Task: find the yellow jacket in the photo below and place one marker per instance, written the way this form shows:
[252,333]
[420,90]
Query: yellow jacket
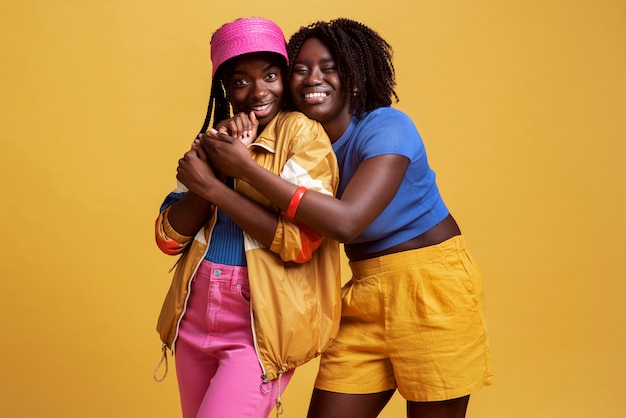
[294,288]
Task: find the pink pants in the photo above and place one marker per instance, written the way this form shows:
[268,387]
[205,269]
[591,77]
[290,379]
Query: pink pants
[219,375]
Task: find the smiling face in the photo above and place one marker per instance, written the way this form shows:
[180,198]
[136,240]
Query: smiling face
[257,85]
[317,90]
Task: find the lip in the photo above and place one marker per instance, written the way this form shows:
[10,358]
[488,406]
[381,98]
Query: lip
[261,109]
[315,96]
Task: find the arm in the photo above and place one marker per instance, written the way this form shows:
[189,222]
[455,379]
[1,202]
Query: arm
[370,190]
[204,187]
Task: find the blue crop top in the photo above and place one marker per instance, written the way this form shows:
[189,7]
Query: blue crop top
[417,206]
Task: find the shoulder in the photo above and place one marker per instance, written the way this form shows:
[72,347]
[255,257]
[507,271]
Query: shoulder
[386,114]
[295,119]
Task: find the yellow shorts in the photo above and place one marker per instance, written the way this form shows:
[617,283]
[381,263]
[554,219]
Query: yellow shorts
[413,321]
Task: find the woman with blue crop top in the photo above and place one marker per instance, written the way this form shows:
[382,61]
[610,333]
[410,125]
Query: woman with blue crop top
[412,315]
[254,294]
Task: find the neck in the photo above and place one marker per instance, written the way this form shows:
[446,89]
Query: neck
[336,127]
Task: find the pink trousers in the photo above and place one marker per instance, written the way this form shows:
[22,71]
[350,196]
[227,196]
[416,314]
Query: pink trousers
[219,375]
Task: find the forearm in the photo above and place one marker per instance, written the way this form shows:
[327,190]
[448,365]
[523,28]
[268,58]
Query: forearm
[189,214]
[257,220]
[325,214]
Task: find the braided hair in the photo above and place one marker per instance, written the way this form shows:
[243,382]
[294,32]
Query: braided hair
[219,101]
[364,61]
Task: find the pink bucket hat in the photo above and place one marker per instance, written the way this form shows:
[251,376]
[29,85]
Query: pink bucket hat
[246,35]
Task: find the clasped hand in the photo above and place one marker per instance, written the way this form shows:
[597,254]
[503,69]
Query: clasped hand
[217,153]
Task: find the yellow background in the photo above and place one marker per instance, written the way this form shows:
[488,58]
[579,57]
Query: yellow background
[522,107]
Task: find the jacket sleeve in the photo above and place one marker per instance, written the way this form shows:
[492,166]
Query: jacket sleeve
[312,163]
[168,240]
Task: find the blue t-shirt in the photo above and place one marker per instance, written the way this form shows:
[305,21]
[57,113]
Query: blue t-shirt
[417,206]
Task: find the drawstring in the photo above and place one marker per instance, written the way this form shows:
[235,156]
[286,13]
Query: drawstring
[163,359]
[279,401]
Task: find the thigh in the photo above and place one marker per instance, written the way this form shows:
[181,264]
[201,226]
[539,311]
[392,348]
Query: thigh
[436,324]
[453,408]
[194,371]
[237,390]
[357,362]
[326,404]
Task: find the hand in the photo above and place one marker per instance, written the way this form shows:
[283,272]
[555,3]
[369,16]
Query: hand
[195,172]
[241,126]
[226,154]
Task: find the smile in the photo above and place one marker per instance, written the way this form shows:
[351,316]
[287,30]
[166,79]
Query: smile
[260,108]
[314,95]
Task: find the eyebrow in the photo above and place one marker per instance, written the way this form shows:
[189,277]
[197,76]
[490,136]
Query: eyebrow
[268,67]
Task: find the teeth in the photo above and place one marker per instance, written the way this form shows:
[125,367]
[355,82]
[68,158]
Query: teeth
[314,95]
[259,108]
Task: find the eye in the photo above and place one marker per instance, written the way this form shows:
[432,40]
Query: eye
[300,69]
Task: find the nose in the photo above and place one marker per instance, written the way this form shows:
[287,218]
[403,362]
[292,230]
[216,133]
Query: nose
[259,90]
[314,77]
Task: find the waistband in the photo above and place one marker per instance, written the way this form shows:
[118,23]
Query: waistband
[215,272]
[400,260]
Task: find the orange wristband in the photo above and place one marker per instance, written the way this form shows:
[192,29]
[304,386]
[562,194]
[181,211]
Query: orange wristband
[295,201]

══════════

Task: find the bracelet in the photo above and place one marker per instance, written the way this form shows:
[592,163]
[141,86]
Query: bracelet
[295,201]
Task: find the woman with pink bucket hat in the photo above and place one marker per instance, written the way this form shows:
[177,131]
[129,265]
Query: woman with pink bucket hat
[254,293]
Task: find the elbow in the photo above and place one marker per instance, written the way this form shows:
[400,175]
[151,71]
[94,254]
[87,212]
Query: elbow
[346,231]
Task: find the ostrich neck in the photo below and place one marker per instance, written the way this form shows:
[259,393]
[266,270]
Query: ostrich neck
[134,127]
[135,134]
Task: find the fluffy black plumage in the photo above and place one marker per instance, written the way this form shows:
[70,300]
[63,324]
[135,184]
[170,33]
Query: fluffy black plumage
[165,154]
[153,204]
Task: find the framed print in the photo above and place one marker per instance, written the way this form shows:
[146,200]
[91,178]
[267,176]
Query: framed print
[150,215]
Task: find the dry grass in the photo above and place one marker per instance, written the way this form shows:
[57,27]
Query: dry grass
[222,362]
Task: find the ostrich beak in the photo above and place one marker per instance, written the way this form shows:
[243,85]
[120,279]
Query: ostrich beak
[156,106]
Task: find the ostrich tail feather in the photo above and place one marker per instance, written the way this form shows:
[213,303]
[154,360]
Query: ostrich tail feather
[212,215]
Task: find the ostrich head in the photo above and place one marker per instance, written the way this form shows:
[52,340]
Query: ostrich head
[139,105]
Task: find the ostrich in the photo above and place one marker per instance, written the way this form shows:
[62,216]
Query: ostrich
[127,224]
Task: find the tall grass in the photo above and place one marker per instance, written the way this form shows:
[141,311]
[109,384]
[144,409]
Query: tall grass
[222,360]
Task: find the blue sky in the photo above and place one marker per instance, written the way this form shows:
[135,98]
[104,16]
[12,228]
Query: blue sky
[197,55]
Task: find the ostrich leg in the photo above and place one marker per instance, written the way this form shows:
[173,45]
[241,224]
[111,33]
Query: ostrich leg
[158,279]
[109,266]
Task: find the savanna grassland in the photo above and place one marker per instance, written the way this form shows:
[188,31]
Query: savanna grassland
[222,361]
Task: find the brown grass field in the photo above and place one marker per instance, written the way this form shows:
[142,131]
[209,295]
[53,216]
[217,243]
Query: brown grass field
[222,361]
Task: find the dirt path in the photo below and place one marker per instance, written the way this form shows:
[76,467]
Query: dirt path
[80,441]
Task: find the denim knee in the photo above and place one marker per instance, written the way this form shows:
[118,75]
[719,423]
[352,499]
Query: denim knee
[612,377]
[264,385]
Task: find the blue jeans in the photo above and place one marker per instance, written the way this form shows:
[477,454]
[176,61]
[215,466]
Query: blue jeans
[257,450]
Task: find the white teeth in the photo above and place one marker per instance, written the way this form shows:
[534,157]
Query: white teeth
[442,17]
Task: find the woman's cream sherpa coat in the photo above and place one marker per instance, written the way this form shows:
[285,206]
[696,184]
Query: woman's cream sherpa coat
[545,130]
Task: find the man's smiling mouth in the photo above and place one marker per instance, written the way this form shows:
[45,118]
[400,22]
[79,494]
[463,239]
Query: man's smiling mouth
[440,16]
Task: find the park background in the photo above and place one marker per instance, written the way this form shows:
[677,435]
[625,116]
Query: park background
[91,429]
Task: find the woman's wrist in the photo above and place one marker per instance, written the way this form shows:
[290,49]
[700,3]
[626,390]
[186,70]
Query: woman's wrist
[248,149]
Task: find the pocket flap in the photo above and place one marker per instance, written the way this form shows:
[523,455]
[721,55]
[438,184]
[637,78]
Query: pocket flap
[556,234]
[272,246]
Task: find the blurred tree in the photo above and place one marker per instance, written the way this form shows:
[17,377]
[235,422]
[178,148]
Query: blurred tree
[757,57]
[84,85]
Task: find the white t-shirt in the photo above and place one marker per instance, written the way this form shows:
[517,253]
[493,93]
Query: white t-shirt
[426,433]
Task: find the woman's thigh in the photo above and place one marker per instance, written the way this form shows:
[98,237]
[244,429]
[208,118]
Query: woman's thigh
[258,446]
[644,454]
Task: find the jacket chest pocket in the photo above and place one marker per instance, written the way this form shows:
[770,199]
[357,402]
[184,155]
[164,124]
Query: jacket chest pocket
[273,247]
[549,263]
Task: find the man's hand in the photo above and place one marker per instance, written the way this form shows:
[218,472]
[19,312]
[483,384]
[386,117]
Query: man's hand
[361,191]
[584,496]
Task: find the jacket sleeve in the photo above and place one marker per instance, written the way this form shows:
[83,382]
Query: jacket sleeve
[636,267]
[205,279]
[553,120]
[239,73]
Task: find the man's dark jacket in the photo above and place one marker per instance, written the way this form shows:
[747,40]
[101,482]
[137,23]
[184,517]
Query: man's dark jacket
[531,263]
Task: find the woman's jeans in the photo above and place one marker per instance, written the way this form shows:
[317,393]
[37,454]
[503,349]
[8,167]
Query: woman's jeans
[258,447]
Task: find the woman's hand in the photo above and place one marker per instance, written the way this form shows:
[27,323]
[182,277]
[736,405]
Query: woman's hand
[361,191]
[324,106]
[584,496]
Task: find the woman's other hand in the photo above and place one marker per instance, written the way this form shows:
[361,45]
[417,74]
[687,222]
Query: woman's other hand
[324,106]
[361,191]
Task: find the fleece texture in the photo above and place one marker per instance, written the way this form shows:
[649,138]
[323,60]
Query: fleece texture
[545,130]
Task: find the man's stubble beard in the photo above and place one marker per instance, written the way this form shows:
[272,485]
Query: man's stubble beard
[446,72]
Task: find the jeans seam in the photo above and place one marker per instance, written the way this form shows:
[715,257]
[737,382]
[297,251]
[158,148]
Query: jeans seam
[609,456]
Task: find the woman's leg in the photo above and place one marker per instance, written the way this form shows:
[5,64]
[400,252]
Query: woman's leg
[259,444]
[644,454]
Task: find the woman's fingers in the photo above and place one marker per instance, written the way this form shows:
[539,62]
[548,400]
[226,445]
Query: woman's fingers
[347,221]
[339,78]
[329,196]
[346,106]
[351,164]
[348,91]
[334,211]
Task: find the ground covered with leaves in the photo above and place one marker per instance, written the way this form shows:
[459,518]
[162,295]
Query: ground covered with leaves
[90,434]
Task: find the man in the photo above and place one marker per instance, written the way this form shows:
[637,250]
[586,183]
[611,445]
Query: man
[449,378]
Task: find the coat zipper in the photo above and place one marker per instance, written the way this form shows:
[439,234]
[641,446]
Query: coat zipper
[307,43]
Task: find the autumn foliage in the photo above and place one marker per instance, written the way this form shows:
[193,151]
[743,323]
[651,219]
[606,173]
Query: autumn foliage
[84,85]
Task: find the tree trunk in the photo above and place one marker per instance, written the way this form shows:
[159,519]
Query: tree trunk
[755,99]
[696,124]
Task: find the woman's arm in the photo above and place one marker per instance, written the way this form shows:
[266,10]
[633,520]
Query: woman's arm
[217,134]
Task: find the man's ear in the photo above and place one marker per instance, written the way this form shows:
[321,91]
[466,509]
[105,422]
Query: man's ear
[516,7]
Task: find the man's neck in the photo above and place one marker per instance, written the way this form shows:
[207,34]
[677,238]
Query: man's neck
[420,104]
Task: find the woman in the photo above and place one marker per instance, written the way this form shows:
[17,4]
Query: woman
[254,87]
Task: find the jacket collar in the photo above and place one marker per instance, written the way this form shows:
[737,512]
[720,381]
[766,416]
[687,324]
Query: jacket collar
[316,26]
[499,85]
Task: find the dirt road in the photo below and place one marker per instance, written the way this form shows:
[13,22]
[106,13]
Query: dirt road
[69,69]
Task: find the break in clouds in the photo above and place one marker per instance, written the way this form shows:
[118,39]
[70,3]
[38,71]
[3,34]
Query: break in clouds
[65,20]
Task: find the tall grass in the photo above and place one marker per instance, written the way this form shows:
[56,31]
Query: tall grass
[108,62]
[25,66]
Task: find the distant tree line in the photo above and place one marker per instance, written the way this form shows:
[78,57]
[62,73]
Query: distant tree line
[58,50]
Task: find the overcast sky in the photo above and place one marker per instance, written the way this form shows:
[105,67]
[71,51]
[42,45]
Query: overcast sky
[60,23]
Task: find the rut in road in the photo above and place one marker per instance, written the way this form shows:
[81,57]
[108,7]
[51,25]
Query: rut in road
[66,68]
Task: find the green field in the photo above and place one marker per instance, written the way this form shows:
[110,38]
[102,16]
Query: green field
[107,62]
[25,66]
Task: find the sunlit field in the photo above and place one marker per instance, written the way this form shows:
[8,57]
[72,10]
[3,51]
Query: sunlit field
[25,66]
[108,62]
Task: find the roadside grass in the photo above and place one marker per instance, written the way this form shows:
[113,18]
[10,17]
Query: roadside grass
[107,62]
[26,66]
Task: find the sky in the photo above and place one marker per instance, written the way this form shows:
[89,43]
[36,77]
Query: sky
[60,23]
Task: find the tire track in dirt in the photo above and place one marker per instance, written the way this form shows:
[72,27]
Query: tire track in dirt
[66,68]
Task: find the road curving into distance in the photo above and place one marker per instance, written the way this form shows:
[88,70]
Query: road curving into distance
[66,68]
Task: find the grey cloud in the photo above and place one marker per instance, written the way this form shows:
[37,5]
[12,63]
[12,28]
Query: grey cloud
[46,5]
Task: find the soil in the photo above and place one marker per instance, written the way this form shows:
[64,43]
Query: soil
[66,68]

══════════

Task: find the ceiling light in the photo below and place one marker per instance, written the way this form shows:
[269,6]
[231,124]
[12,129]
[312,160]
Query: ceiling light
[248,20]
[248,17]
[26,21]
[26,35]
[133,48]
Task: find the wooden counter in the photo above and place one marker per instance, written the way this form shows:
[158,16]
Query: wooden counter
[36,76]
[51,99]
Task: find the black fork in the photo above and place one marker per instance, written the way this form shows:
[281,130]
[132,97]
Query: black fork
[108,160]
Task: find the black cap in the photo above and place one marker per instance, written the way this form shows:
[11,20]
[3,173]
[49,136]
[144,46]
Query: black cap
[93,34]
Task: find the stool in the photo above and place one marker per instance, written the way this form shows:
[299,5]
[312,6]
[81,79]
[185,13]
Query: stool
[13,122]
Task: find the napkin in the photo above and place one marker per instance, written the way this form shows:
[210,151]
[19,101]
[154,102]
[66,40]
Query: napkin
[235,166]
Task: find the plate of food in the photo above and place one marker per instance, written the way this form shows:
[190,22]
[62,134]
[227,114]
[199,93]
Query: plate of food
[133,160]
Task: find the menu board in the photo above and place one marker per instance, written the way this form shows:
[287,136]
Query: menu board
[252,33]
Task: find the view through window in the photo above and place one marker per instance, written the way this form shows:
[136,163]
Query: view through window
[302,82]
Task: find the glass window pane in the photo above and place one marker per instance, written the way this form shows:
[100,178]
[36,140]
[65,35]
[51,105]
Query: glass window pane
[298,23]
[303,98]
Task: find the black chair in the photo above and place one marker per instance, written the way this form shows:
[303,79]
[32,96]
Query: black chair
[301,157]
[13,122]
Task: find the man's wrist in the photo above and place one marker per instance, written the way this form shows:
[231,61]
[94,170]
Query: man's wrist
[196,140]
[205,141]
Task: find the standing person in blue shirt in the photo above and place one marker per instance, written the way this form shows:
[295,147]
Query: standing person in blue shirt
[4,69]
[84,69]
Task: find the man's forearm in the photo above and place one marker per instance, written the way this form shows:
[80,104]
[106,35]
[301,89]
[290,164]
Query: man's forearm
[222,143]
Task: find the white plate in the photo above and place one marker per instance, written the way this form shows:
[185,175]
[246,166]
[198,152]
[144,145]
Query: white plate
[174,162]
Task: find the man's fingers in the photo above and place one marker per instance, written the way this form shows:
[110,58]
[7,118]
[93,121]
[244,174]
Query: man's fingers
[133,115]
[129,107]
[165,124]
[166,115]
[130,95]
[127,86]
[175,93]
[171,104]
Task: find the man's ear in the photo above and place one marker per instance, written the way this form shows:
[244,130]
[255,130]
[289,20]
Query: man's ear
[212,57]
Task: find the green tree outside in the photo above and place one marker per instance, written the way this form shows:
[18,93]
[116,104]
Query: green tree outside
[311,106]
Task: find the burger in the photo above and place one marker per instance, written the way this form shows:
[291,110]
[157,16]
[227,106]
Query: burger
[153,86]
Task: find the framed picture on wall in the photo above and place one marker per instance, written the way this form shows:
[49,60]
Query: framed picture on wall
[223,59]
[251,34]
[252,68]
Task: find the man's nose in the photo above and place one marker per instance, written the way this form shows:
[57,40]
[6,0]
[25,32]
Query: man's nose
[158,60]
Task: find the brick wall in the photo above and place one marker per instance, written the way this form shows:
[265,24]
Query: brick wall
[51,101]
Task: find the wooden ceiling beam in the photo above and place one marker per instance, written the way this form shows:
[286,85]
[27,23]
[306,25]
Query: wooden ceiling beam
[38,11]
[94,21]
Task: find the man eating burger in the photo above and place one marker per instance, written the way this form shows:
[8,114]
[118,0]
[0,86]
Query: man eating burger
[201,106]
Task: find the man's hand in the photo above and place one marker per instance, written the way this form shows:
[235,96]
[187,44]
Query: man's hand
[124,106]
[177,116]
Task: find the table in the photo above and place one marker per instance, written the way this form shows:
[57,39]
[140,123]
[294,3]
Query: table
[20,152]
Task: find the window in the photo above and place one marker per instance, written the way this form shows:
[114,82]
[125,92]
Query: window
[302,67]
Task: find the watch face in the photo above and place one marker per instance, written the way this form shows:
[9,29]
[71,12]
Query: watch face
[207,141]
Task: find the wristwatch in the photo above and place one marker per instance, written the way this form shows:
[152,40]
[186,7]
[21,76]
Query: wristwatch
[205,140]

══════════

▶ _WORK INSTRUCTION_
Search the records for lines holding the word "below", then copy each line you find.

▶ _ANSWER FOR THE TASK_
Task: find the yellow jacket in the photo below and place one marker per instance, written the way this form shows:
Task: find the ostrich neck in the photo below and place one marker per instance, written the way this form shows:
Task: find the dirt path in the photo below and place one marker per instance, written the way this form shows:
Task: find the dirt road in the photo below and place one marker per instance, written the way this form shows:
Task: find the ceiling light in the photo below and place one marker per instance, written the way this form shows:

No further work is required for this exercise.